R is very popular for data analytics which was created by Ross Ihaka and Robert Gentleman in 1993. Many big companies like Google, Facebook, Airbnb etc uses this language for data analytics. R is good for software developers, statisticians and data miners.
Data type | Description | Usage |
---|---|---|
Numeric | To represent decimal values | x=1.84 |
Integer | To represent integer values, L tells to store the value as integer | x=10L |
Complex | To represent complex values | x = 10+2i |
Logical | To represent boolean values, true or false | x = TRUE |
Character | To represent string values | x <- "One compiler" |
raw | Holds raw bytes |
Variables can be assigned using any of the leftward, rightward or equal to operator. You can print the variables using either print or cat functions.
var-name = value
var-name <- value
value -> var-name
If, If-else, Nested-Ifs are used when you want to perform a certain set of operations based on conditional expressions.
if(conditional-expression){
#code
}
if(conditional-expression){
#code if condition is true
} else {
#code if condition is false
}
if(condition-expression1) {
#code if above condition is true
} elseif(condition-expression2){
#code if above condition is true
}
elseif(condition-expression3) {
#code if above condition is true
}
...
else {
#code if all the conditions are false
}
Switch is used to execute one set of statement from multiple conditions.
switch(expression, case-1, case-2, case-3....)

Extracted records:
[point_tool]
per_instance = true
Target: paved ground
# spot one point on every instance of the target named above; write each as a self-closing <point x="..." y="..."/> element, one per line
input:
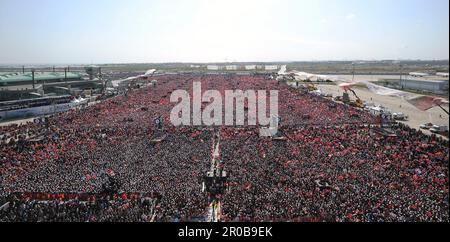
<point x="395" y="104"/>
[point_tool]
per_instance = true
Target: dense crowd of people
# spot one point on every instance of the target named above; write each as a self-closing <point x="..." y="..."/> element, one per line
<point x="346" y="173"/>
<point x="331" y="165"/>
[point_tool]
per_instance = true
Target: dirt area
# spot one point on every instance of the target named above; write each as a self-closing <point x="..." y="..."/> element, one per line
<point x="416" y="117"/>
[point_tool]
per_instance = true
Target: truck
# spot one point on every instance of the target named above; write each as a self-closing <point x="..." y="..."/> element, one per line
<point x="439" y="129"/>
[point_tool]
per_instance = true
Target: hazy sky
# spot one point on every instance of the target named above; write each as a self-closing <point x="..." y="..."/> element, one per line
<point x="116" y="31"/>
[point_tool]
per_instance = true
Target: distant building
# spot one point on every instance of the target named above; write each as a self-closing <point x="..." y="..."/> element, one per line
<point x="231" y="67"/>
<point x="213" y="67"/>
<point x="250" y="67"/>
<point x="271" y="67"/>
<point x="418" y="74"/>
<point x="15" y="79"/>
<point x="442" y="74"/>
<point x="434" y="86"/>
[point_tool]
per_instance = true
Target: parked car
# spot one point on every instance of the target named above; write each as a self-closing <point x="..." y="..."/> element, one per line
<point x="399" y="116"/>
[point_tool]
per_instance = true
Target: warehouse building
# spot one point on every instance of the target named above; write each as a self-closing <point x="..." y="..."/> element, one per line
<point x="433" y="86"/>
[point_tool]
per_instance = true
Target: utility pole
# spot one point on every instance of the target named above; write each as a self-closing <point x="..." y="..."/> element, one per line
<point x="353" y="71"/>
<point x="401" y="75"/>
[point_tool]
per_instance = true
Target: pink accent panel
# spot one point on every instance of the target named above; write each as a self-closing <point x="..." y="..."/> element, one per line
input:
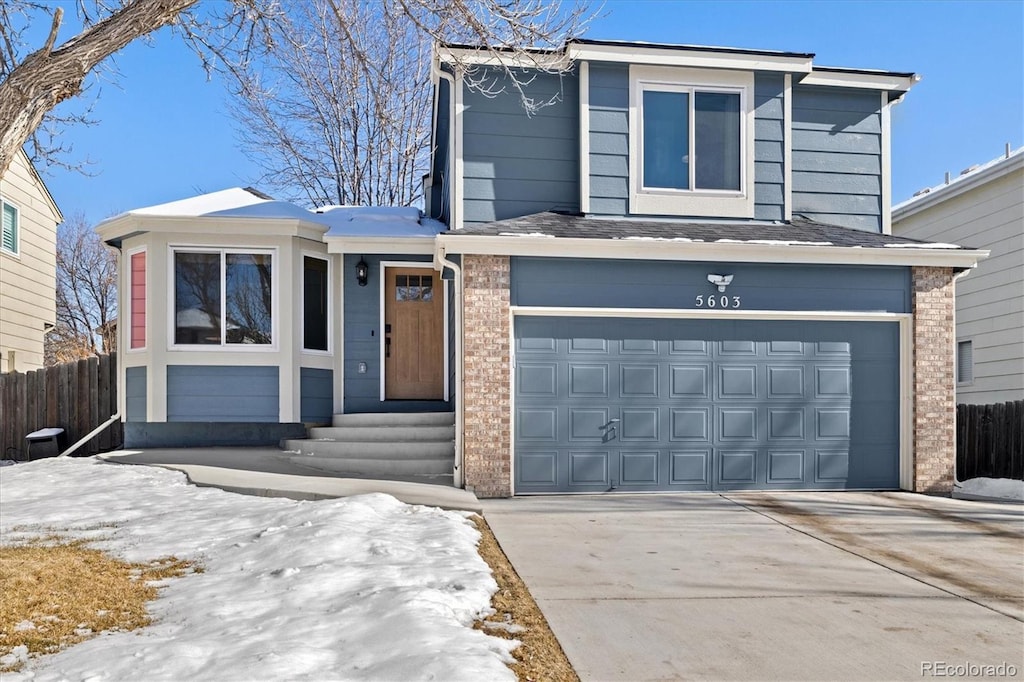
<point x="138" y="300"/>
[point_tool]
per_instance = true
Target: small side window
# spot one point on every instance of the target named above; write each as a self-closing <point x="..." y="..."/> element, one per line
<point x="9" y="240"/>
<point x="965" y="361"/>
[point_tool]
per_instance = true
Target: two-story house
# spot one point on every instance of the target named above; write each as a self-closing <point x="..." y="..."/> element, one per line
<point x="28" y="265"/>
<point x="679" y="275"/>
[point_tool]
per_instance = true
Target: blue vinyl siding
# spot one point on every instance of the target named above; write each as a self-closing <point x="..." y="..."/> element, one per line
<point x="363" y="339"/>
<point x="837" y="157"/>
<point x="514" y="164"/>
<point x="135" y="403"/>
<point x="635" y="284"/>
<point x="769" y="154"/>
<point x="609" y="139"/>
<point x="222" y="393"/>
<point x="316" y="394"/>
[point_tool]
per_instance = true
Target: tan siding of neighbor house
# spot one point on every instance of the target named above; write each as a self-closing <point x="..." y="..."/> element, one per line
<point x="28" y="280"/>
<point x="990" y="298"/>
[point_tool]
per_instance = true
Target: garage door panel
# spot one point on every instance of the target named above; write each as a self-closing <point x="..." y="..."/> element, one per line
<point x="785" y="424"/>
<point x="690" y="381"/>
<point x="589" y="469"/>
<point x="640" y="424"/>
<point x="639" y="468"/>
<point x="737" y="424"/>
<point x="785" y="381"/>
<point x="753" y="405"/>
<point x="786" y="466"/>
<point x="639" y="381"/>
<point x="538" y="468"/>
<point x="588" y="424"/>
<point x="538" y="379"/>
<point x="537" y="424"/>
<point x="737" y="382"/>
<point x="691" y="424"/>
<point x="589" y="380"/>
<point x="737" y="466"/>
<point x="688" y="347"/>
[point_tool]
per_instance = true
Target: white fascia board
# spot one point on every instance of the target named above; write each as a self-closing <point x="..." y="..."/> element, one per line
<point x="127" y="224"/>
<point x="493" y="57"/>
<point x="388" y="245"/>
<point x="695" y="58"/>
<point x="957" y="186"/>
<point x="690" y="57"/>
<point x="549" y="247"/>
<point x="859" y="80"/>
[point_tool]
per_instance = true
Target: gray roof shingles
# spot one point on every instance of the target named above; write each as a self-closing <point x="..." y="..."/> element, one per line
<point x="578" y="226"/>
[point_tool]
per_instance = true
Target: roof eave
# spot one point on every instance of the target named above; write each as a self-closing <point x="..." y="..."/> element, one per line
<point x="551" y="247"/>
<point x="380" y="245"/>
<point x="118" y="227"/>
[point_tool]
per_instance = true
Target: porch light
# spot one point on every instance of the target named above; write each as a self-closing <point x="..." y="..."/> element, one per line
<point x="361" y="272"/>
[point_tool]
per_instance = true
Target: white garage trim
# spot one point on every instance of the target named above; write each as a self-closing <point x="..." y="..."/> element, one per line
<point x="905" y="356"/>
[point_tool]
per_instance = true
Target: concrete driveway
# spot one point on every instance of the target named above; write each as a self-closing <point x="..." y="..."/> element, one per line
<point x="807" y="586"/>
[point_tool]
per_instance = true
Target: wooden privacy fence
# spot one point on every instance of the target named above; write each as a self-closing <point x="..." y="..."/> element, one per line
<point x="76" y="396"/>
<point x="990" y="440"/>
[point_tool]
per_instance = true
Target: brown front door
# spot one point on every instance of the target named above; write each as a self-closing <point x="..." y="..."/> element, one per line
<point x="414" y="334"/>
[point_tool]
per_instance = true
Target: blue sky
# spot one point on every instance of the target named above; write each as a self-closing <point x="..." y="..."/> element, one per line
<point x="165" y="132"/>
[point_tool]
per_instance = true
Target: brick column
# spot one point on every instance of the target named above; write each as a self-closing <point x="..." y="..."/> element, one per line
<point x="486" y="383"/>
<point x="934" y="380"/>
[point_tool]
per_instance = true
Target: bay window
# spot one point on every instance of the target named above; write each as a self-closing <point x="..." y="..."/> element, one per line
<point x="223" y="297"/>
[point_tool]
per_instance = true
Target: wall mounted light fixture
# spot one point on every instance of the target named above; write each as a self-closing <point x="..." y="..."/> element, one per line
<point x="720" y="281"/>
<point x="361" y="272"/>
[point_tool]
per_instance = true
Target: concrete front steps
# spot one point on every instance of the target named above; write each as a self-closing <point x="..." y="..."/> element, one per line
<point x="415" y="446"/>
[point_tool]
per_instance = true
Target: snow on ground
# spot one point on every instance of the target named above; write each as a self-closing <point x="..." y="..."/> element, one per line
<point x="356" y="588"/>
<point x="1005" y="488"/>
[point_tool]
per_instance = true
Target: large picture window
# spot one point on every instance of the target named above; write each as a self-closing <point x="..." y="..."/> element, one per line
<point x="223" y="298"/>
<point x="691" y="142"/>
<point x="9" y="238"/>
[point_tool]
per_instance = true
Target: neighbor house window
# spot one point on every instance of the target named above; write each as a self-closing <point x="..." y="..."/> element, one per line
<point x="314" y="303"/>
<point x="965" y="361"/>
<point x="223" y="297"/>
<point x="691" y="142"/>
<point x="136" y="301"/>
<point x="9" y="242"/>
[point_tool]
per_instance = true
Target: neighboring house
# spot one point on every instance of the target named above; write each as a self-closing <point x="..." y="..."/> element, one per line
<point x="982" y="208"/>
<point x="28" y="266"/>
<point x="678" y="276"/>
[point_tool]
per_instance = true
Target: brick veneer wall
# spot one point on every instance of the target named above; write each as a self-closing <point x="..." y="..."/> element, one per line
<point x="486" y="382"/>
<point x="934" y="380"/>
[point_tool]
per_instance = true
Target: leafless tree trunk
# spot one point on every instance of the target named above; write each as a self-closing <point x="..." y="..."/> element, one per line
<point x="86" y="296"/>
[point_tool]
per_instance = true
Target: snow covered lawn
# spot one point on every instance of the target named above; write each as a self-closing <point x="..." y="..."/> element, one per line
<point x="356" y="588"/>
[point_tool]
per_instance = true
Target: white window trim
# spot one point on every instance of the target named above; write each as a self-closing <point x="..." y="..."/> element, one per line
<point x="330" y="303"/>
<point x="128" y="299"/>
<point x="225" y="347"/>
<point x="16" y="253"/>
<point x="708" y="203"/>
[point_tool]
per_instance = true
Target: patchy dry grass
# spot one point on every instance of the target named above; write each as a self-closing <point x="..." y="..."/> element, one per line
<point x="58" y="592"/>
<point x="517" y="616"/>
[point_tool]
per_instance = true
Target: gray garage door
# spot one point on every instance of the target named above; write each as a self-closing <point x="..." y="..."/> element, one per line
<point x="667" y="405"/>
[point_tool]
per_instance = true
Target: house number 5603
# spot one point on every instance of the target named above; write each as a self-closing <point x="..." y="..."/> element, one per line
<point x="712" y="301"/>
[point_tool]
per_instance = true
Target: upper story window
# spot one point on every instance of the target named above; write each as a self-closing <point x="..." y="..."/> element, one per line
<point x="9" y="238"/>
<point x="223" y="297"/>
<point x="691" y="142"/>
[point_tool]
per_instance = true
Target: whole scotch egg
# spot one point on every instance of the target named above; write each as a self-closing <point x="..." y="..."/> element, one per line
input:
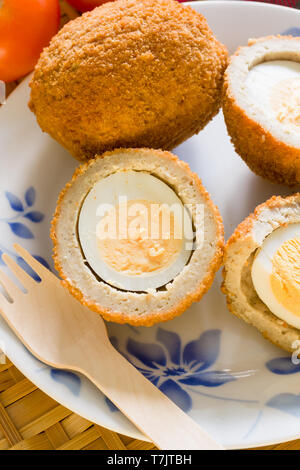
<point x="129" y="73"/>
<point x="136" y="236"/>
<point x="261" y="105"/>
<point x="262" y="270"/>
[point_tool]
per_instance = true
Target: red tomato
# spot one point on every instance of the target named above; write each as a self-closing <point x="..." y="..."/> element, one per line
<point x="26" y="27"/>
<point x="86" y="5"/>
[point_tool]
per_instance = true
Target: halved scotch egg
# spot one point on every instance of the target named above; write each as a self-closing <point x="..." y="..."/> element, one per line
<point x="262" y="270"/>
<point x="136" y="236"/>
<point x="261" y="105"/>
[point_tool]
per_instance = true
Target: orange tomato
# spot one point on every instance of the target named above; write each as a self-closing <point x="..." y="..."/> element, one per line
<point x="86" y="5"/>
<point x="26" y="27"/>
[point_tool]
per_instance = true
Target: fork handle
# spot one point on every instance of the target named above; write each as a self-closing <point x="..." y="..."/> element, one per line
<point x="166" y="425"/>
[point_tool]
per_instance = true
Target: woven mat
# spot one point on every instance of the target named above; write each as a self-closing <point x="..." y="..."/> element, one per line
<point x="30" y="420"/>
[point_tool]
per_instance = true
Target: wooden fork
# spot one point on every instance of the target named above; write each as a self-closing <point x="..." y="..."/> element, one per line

Written problem: Continue the overview of the R language above, starting after its last line.

Exercise result:
For loop is used to iterate a set of statements based on a condition.
for (value in vector) {
# code
}
While is also used to iterate a set of statements based on a condition. Usually while is preferred when number of iterations are not known in advance.
while(condition) {
# code
}
Repeat is used tyo iterate a set of statements with out any condition. You can write a user-defined condition to exit from the loop using IF
.
repeat {
#code
if(condition-expression) {
break
}
}
Function is a sub-routine which contains set of statements. Usually functions are written when multiple calls are required to same set of statements which increases re-usuability and modularity.
func-name <- function(parameter_1, parameter_2, ...) {
#code for function body
}
function_name (parameters)
Vector is a basic data strucre where sequence of data values share same data type.
For example, the below statement assigns 1 to 10 values to x.
You can also use se() function to create vectors.
x <- 1:10
#using seq() function
x <- seq(1, 10, by=2)
the above statement prints the output as [1] 1 3 5 7 9
.